* start *

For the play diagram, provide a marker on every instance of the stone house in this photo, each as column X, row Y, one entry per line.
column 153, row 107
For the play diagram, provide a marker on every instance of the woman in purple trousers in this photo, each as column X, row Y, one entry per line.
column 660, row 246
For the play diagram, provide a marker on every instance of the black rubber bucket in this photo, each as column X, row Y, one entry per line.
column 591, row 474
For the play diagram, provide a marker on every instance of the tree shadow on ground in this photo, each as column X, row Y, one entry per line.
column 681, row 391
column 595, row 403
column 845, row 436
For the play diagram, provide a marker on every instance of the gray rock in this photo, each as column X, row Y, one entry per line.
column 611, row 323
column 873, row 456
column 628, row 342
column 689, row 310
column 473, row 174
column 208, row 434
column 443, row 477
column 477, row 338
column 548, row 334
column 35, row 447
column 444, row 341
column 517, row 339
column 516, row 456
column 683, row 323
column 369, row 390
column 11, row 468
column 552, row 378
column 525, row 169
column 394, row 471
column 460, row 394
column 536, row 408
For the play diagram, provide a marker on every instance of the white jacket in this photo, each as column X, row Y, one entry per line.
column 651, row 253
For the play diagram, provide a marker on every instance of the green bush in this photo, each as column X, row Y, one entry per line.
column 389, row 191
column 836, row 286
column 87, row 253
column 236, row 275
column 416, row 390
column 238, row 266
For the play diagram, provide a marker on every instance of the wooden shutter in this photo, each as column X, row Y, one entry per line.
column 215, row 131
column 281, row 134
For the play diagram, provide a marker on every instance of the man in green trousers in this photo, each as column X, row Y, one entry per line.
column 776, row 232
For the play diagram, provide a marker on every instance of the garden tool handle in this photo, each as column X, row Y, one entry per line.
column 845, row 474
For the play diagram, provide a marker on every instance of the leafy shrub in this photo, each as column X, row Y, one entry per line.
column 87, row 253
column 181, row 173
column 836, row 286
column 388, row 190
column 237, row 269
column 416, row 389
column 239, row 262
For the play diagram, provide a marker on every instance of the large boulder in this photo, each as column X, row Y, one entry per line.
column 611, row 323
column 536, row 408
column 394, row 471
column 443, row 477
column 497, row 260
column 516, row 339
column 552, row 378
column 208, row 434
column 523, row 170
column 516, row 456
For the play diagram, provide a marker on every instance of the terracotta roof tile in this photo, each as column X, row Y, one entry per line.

* end *

§ **AIM OF THE EXERCISE**: Starting at the line containing "of the leafy" and ending at the last line of the records, lay out each line as a row in a Markdown table with the columns No. and Text. Number the rows and leave out any blank lines.

§ **FULL SOLUTION**:
| No. | Text |
|---|---|
| 1 | For the play diagram, provide a marker on every instance of the leafy shrub in this photo, each as column X, row Y, one entry per line. |
| 2 | column 87, row 253 |
| 3 | column 181, row 173 |
| 4 | column 836, row 286 |
| 5 | column 388, row 190 |
| 6 | column 237, row 269 |
| 7 | column 416, row 389 |
| 8 | column 239, row 262 |
| 9 | For the play diagram, provide a marker on every instance of the large boulder in this photo, each as column X, row Y, one entry per line. |
| 10 | column 611, row 323 |
| 11 | column 536, row 408 |
| 12 | column 394, row 471 |
| 13 | column 443, row 477 |
| 14 | column 497, row 260 |
| 15 | column 516, row 339 |
| 16 | column 552, row 378 |
| 17 | column 208, row 434 |
| 18 | column 523, row 170 |
| 19 | column 516, row 456 |
| 20 | For the play diagram, provide a marker on every instance of the terracotta roof tile in this photo, each as column X, row Y, one entry per line. |